[START INFORMATION SHOWN]
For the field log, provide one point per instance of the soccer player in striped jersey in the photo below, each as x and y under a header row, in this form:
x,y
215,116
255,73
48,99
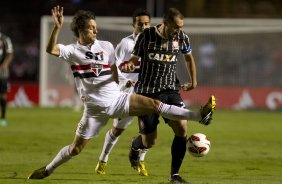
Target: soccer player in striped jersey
x,y
158,47
6,56
93,65
141,20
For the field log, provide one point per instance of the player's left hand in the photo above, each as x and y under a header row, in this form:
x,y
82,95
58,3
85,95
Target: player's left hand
x,y
129,83
187,86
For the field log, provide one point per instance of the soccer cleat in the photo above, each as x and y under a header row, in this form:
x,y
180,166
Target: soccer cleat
x,y
207,111
39,174
142,169
133,156
101,167
175,178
[END INFORMATION SHOWN]
Return to the listing above and set it down exactly, leaving out its pictures.

For the field log, provide one point per instance of the soccer player in striped jersey in the photo below, each as x and y under a header row, in this form:
x,y
215,116
255,73
48,99
Target: soccer player in striped jersey
x,y
158,47
6,56
93,65
141,20
For the field log, provide one point per instance of the player's left hand in the photo above, each as x and y under a header row, in this form:
x,y
82,95
58,3
85,95
Target: player's left hand
x,y
129,83
187,86
For the field log, provide one point per instance of the soccer cleat in the photo above, each as x and y under a header row, in this form:
x,y
180,166
Target: soccer cleat
x,y
207,111
39,174
142,169
133,156
101,167
175,178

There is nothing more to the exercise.